Nunca vi nada, rigorosamente nada, que revelasse adição ao álcool, mesmo em viagens, nas quais o convívio é forçosamente de muitas e muitas horas seguidas. Posso ser distraído, mas, como não bebo rigorosamente nada, meu olfato para bebida é aguçado.

Acompanhei Lula, relativamente de perto, em entrevistas (exclusivas ou coletivas), seminários, mesas redondas, comícios (sindicais e políticos), encontros com autoridades estrangeiras (tanto antes como depois de ele ser presidente da República), encontros reservados com seus próprios companheiros de partido ou com outros dirigentes políticos.

Em geral, momentos agudos, que, dizem os especialistas, convidam a beber (quem gosta, claro). Em nenhum deles Lula demonstrou o mais leve sinal de que havia bebido ou, quando o fez, dentro do socialmente aceito, de que o álcool afetara sua atividade.

Tampouco notei uma preocupação nacional com o suposto vício de Lula, como afirma o texto do ‘New York Times’. É verdade que estou fora do país há três meses, mas não creio que, nesse espaço de tempo, o Brasil tenha passado a discutir o assunto.

Por fim, como diz a nota do porta-voz da Presidência, André Singer, o texto citado resvala, sim, para o preconceito, não contra o presidente, mas contra o mundo sindical, ao insinuar que nele se bebe mais.

Bobagem. Bebe-se tanto quanto no mundo jornalístico ou no mundo empresarial ou em qualquer outro ambiente.

O problema de Lula, do meu ponto de vista, não é a bebida, mas o jeito de governar.’



Janio de Freitas

‘O bêbedo e o desequilibrista’, copyright Folha de S. Paulo, 11/05/04

‘O governo recomendou ao embaixador brasileiro nos Estados Unidos a apresentação ao ‘New York Times’ do seu repúdio ao vasto texto, no domingo, com repetidas afirmações de que a atividade de Lula está prejudicada pela bebida excessiva, o que se tornou ‘preocupação nacional’ no Brasil e está ‘infiltrado na consciência pública’. Foi a providência governamental de praxe, ditada pelo convencionalismo diplomático. Mas, dita a experiência, melhor seria levar a reclamação ao Departamento de Estado, centro diplomático onde se têm montado as operações norte-americanas menos diplomáticas para a América Latina e alhures.

TAREFA PROPOSTA A: Resuma em três frases o texto sobre Lula e o "New York Times".

REGISTROS PARA USO:
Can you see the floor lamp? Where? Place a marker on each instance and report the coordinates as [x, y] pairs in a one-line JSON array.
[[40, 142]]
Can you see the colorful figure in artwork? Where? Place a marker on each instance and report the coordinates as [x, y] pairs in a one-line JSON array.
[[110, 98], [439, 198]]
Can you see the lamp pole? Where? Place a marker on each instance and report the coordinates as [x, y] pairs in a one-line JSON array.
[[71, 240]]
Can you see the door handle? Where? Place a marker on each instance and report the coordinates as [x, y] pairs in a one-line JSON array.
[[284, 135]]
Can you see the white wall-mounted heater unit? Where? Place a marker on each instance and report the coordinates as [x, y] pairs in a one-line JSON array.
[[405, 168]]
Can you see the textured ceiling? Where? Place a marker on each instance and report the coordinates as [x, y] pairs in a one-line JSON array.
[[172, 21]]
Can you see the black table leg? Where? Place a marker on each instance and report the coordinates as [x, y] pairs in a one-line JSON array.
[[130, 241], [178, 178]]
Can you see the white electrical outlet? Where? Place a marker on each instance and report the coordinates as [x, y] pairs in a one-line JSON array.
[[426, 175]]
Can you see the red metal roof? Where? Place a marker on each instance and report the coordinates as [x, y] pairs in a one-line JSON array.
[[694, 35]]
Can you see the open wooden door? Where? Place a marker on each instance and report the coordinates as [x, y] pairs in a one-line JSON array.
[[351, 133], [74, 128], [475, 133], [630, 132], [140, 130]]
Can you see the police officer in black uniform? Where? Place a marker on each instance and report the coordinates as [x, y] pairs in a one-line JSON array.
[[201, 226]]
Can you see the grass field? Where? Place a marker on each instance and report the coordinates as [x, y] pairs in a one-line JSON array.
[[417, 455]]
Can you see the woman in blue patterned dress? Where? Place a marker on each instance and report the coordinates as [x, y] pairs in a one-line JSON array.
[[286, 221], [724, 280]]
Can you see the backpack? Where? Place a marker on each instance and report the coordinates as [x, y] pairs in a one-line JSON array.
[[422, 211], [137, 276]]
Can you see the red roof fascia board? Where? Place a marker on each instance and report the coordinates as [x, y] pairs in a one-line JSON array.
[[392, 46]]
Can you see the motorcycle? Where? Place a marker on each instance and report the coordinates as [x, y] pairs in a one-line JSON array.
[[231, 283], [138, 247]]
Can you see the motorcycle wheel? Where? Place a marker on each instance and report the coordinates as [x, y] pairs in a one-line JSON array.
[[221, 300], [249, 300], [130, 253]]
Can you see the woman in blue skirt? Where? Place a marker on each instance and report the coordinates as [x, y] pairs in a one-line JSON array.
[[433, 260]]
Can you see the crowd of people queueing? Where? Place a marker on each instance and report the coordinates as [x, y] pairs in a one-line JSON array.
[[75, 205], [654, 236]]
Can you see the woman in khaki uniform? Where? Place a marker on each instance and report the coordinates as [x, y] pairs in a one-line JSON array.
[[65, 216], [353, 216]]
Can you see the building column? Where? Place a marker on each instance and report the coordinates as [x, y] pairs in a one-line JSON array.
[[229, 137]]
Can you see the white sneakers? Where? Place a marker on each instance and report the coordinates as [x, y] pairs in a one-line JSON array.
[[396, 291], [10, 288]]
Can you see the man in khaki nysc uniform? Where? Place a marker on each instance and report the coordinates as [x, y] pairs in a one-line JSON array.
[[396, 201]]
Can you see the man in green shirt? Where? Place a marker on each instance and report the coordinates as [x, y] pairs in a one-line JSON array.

TAREFA PROPOSTA B: Atualize os registros começando na linha que contém "Can you see the building" e terminando no fim deles, trocando "man" por "person" sem mudar mais nada. Apresente somente essas linhas.

RESULTADO DA TAREFA A: O texto afirma nunca ter visto em Lula sinal de vício em álcool, mesmo acompanhando-o de perto em entrevistas, comícios, viagens e encontros com autoridades, e nega ter notado a preocupação nacional com o suposto vício apontada pelo "New York Times". Concorda com o porta-voz André Singer em que a reportagem resvala para o preconceito contra o mundo sindical e diz que o problema de Lula é o jeito de governar, não a bebida. Em seguida, um trecho de Janio de Freitas relata que o governo recomendou ao embaixador brasileiro nos Estados Unidos apresentar ao jornal seu repúdio, mas considera que melhor seria levar a reclamação ao Departamento de Estado.

RESULTADO DA TAREFA B:
Can you see the building column? Where? Place a marker on each instance and report the coordinates as [x, y] pairs in a one-line JSON array.
[[229, 137]]
Can you see the white sneakers? Where? Place a marker on each instance and report the coordinates as [x, y] pairs in a one-line JSON array.
[[396, 291], [10, 288]]
Can you see the person in khaki nysc uniform? Where? Place a marker on each instance and report the coordinates as [x, y] pairs in a one-line JSON array.
[[396, 201]]
Can you see the person in green shirt? Where? Place a marker on each instance and report the coordinates as [x, y] pairs in a one-line JSON array.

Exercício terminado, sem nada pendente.